▶ **PROVIDED ENTRIES**
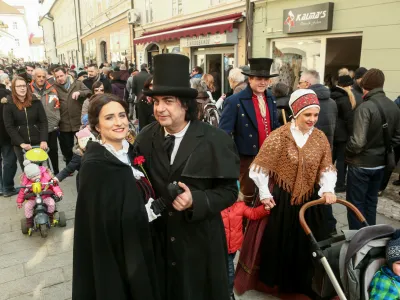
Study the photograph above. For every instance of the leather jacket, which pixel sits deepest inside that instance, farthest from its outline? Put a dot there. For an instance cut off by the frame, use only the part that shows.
(366, 148)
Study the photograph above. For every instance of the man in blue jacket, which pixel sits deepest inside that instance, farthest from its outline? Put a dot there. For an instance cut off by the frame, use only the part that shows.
(250, 116)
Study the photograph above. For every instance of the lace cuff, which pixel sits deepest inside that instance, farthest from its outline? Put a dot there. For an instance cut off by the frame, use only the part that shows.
(152, 216)
(327, 182)
(261, 180)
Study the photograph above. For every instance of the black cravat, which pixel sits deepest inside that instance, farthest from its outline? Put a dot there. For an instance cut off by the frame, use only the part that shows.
(168, 145)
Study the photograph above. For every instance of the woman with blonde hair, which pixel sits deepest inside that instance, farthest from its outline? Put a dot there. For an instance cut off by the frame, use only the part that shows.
(25, 119)
(346, 103)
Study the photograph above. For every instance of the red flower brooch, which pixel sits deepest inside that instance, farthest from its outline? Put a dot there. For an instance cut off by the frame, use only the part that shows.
(138, 161)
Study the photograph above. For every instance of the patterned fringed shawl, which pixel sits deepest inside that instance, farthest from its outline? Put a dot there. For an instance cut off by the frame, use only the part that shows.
(294, 169)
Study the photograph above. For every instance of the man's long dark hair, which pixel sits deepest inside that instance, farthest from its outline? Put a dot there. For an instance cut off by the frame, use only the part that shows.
(191, 106)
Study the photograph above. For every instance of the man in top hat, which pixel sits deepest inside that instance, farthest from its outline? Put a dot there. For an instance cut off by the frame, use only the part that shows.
(189, 237)
(250, 116)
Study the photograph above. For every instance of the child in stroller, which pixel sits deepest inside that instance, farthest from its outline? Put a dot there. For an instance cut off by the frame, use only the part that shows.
(386, 282)
(33, 173)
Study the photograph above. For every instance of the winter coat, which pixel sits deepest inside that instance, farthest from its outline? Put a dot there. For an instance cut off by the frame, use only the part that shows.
(113, 256)
(4, 137)
(88, 82)
(118, 88)
(233, 222)
(26, 126)
(48, 96)
(385, 285)
(239, 120)
(45, 177)
(71, 109)
(344, 125)
(138, 83)
(328, 112)
(190, 245)
(365, 147)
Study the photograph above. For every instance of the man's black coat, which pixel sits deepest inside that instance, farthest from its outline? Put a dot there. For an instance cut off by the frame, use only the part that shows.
(190, 246)
(113, 255)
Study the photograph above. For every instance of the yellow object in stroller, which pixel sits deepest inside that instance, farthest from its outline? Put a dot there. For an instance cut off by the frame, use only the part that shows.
(39, 156)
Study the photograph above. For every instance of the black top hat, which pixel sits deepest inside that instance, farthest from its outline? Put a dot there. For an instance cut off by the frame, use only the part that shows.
(171, 77)
(260, 67)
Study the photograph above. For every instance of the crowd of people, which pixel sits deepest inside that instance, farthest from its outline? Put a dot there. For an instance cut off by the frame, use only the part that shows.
(272, 152)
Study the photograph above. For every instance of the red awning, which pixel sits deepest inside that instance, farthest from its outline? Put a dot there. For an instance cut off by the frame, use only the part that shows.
(212, 26)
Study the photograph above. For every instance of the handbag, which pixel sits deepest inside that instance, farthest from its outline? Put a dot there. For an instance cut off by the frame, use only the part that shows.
(390, 158)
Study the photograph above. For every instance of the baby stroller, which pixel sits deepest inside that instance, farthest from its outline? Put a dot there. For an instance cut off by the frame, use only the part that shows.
(345, 265)
(41, 220)
(39, 156)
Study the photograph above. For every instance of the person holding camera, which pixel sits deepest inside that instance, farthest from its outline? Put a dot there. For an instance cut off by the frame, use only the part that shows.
(189, 237)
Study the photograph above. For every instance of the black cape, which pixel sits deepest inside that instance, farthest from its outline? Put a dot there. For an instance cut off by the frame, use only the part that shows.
(190, 246)
(113, 253)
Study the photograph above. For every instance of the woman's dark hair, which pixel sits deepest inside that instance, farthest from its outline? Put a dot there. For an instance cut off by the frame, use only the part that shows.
(96, 104)
(96, 85)
(192, 108)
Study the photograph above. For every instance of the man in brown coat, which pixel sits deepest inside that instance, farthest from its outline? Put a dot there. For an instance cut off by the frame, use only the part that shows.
(71, 95)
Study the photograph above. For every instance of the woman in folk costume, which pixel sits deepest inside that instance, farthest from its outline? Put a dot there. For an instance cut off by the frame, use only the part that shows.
(292, 161)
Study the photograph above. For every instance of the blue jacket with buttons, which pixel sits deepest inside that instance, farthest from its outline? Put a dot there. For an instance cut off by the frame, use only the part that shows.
(239, 120)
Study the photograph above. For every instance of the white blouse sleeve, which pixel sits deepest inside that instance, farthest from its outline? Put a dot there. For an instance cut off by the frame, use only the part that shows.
(219, 103)
(327, 182)
(261, 180)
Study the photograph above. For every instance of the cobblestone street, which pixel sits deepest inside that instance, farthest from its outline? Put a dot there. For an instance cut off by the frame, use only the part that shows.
(37, 268)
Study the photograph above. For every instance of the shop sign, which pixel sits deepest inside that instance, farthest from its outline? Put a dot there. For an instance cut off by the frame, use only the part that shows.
(210, 39)
(316, 17)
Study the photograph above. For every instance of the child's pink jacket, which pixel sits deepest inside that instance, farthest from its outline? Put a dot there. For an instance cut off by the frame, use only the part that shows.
(232, 218)
(45, 177)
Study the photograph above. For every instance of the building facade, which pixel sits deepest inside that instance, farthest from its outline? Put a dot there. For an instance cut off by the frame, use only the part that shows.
(327, 36)
(106, 34)
(14, 23)
(212, 33)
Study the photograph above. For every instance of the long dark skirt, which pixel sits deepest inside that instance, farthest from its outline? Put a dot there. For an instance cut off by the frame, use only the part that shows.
(286, 260)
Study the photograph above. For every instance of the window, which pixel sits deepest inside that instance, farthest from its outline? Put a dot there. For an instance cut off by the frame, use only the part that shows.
(176, 7)
(216, 2)
(149, 11)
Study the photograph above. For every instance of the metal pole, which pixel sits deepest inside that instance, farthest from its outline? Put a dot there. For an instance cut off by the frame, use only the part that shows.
(333, 279)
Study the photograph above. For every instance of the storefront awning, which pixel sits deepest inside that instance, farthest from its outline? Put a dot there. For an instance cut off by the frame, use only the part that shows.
(211, 26)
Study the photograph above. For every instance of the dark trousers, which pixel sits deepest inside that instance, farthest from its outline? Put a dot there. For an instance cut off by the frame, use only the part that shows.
(247, 186)
(66, 144)
(20, 156)
(338, 155)
(8, 167)
(362, 191)
(231, 271)
(387, 175)
(53, 152)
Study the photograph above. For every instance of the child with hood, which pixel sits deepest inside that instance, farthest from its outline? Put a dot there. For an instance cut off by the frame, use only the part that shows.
(386, 282)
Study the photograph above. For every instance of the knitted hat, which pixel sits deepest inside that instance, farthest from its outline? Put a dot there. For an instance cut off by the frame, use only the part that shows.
(31, 170)
(393, 249)
(360, 72)
(373, 79)
(345, 80)
(301, 100)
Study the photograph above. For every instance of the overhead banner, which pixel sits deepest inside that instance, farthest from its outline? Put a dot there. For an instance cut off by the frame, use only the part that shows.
(316, 17)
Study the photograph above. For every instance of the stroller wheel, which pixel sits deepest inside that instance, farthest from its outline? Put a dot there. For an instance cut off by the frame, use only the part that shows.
(62, 221)
(24, 227)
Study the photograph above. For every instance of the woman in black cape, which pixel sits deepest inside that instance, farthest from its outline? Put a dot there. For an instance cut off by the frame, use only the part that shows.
(113, 254)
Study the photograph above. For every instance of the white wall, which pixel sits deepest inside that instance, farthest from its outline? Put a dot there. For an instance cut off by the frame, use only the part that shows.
(20, 34)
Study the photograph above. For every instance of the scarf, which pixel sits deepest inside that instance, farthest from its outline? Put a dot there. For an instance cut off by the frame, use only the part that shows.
(294, 169)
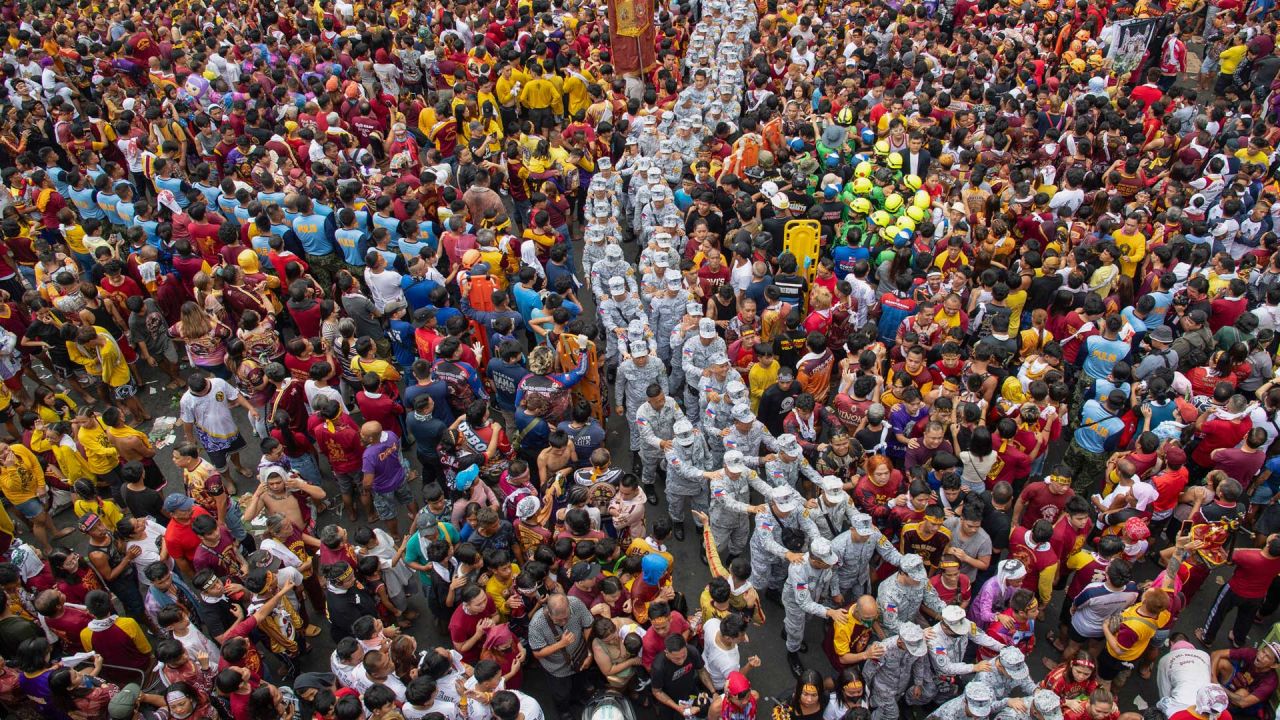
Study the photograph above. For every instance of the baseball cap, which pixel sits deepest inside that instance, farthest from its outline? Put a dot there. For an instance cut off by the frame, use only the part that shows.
(1014, 662)
(784, 497)
(821, 548)
(833, 490)
(124, 702)
(584, 572)
(787, 445)
(707, 328)
(978, 698)
(736, 683)
(863, 524)
(1047, 703)
(684, 431)
(955, 619)
(913, 637)
(177, 502)
(914, 566)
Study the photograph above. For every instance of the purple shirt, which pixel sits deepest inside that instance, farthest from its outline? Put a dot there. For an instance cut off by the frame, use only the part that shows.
(383, 461)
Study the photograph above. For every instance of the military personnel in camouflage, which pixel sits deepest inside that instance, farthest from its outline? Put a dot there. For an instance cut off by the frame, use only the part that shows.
(748, 434)
(1043, 705)
(695, 361)
(656, 422)
(635, 374)
(832, 510)
(901, 673)
(613, 265)
(947, 647)
(977, 702)
(688, 461)
(903, 593)
(731, 507)
(855, 547)
(808, 586)
(616, 314)
(1009, 675)
(769, 556)
(790, 465)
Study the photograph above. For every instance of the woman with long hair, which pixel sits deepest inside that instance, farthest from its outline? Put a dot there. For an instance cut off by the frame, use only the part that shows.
(73, 575)
(81, 693)
(205, 340)
(808, 701)
(250, 379)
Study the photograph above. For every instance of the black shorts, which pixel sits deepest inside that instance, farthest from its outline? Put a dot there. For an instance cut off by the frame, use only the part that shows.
(1110, 668)
(1077, 637)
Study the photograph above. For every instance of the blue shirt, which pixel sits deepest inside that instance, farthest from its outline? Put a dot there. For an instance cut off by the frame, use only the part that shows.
(417, 292)
(311, 235)
(351, 242)
(526, 300)
(1102, 355)
(1100, 429)
(403, 347)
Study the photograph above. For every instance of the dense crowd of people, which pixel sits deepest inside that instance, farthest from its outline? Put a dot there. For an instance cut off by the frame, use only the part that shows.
(917, 319)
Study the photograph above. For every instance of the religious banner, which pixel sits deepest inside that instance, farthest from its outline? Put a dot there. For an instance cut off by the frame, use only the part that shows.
(631, 36)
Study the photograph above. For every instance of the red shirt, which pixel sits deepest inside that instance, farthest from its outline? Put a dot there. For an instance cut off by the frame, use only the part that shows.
(1220, 433)
(462, 627)
(654, 643)
(1253, 573)
(382, 409)
(341, 445)
(1041, 504)
(181, 540)
(252, 660)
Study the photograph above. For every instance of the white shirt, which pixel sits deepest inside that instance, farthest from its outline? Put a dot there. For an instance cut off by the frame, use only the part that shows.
(1182, 673)
(740, 277)
(383, 287)
(196, 642)
(211, 411)
(720, 662)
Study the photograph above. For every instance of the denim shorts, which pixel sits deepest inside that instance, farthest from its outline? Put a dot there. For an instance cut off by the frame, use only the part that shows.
(31, 509)
(388, 504)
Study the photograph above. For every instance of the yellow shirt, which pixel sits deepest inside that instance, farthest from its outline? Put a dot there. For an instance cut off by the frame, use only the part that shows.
(1229, 60)
(1016, 300)
(24, 479)
(106, 510)
(74, 236)
(506, 90)
(539, 95)
(68, 458)
(497, 591)
(131, 628)
(760, 378)
(1133, 249)
(100, 454)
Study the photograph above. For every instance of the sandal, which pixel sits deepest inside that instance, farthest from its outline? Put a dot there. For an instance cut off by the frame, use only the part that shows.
(1055, 641)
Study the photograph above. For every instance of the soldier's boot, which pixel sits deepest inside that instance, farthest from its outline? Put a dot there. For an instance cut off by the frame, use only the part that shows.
(794, 662)
(804, 646)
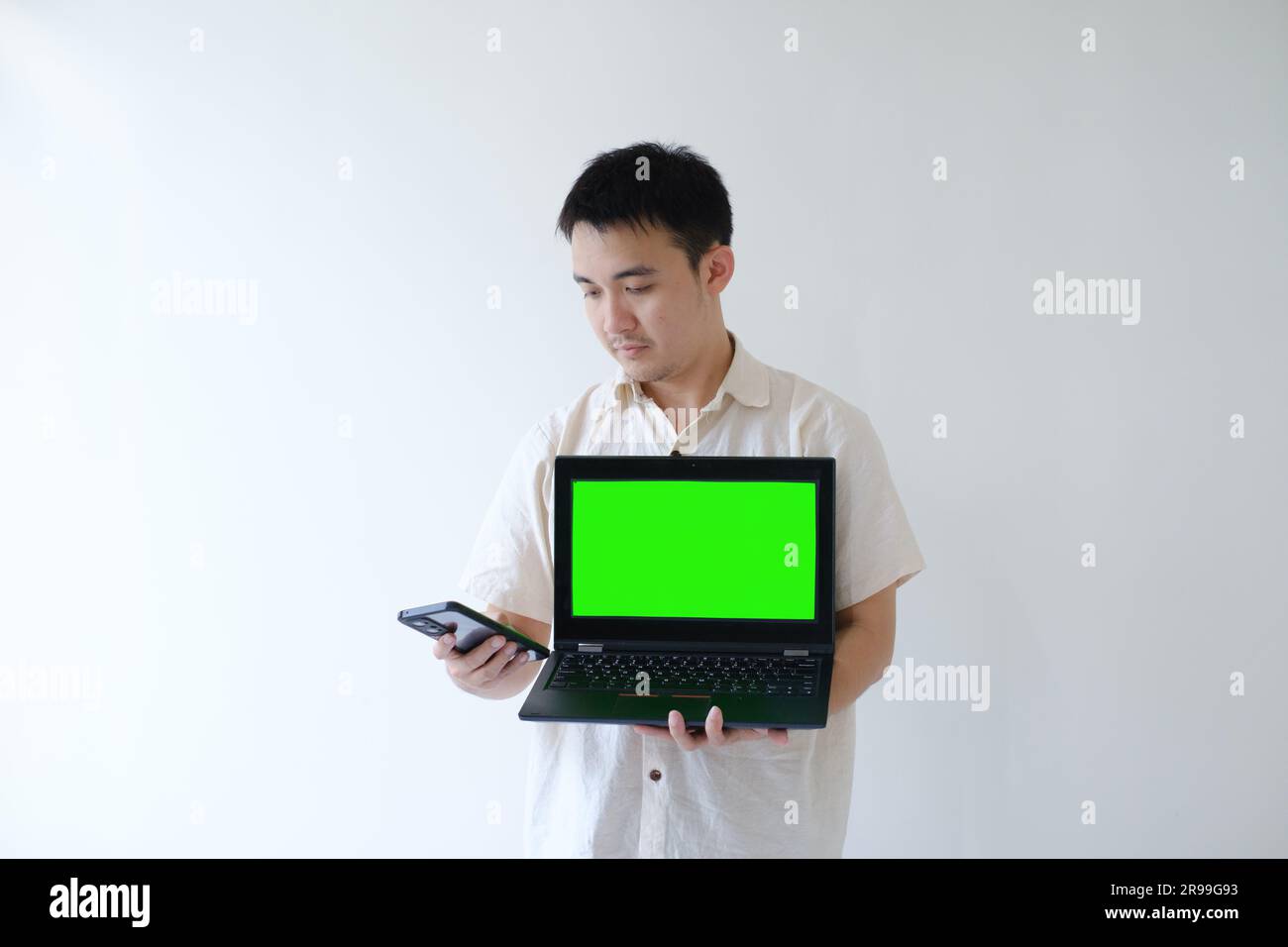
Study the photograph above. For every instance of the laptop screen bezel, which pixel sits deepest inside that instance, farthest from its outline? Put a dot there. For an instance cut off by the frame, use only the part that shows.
(769, 633)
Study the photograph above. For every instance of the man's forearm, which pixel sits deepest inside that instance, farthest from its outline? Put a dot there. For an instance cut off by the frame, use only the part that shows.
(859, 661)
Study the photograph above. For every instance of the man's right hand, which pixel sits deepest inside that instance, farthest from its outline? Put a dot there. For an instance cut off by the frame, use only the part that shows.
(487, 668)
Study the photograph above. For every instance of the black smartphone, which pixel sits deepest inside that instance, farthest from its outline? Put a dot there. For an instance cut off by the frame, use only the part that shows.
(472, 628)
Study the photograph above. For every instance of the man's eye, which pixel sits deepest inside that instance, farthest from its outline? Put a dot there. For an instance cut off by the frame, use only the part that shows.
(636, 290)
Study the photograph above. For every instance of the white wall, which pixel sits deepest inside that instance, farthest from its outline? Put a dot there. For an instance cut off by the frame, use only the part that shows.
(187, 525)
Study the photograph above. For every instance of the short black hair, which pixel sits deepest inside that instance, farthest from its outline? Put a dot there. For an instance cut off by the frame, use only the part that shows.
(683, 193)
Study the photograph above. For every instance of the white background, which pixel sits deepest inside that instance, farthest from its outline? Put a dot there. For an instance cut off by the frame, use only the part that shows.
(183, 519)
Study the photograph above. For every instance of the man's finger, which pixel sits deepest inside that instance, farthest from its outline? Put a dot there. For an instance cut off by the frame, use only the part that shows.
(687, 741)
(715, 728)
(481, 654)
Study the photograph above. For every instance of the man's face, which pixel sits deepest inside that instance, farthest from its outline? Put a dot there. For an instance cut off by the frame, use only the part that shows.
(640, 291)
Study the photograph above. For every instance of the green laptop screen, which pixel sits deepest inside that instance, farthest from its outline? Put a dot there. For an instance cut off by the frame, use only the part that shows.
(694, 549)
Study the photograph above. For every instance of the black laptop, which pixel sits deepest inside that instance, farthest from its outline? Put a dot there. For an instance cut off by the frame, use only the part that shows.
(686, 581)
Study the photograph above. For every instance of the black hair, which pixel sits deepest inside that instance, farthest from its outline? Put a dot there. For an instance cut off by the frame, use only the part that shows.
(683, 193)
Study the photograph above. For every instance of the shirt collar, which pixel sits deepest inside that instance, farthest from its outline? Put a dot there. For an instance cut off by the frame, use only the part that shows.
(747, 379)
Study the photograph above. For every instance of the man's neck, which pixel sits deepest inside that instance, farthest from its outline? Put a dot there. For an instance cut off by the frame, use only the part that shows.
(698, 384)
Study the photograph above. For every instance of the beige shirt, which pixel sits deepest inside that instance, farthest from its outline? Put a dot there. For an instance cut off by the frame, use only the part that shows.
(601, 789)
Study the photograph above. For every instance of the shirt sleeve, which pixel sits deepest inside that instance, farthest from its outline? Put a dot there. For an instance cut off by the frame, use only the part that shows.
(511, 562)
(875, 545)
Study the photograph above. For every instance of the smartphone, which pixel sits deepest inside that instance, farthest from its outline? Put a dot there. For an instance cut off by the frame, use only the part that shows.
(472, 628)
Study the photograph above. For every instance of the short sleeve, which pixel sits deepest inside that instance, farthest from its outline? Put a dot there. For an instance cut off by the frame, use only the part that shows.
(511, 562)
(875, 545)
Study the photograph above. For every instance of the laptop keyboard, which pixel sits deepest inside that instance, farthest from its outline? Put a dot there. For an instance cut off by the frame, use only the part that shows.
(756, 674)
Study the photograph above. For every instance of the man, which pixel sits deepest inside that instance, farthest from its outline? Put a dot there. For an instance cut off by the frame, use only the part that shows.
(649, 228)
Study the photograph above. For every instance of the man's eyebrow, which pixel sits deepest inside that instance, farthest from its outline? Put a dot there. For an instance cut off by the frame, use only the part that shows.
(634, 270)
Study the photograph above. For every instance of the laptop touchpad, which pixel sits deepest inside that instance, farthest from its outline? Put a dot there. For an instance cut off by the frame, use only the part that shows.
(695, 709)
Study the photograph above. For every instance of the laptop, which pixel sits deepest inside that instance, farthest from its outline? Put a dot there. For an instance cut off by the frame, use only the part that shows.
(686, 581)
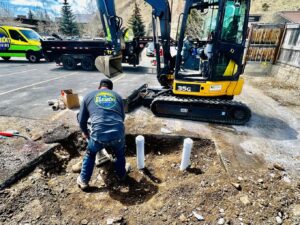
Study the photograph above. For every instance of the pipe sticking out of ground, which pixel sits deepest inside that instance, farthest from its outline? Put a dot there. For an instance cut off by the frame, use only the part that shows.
(186, 153)
(140, 152)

▶ **SHORT PROBLEM**
Skip the pictures and retype exactly the lines from the one that contains "the smartphone, which" to the last line of the records.

▶ **EXPECTED ANSWER**
Study the photograph above. For every instance of the smartphone, which pixel sits deepest inside that instance, farthest from its outline? Put a dot there. For an instance cut off by the frame, use only the part that shows.
(472, 628)
Study the photograph above. For every instance of the short sleeve, which pixel sits deepest inside that instance, farthest from its outline? Put a dot there. For an instance cut off by the frame, use only the part that shows.
(511, 562)
(875, 545)
Study the photograph above. For every instance of the laptop keyboard, which pixel sits deepest inside that instance, farthest from its outline? Put a dot there. For an instance cut off by the frame, use only the part that shows.
(756, 674)
Study the photograph above. For every instance of the man, which pixel sits deepest inside that instance, farthest from its outline? Put a dot there. For an instance cut off by the frame, use only the part that shows.
(649, 228)
Study the photograph above. For every instance of the man's eyebrow, which pixel sits deepest inside that instance, farthest from its outline? Put a dot there. For an instance cut off by the frame, use only the part that shows.
(634, 270)
Study the photograph above. For every instance of the laptop touchpad, which pixel sits deepest inside that instance, farthest from its outline? Put a dot there. For an instance cut off by the frame, use only the part that shows.
(695, 709)
Study the photograph above. For every instance of the laptop, which pixel sits deepest inside that instance, farthest from its outline? Put a dot there. For an instance cut off by the frame, use only the part that shows.
(686, 581)
Study the photograph above. For every instance of the pipe sticking out of ground, which pixel sits deepest inside that instance, farthest from its outline? Put a dot there. For an instance cut off by the frame, use only the part that shows.
(186, 153)
(140, 152)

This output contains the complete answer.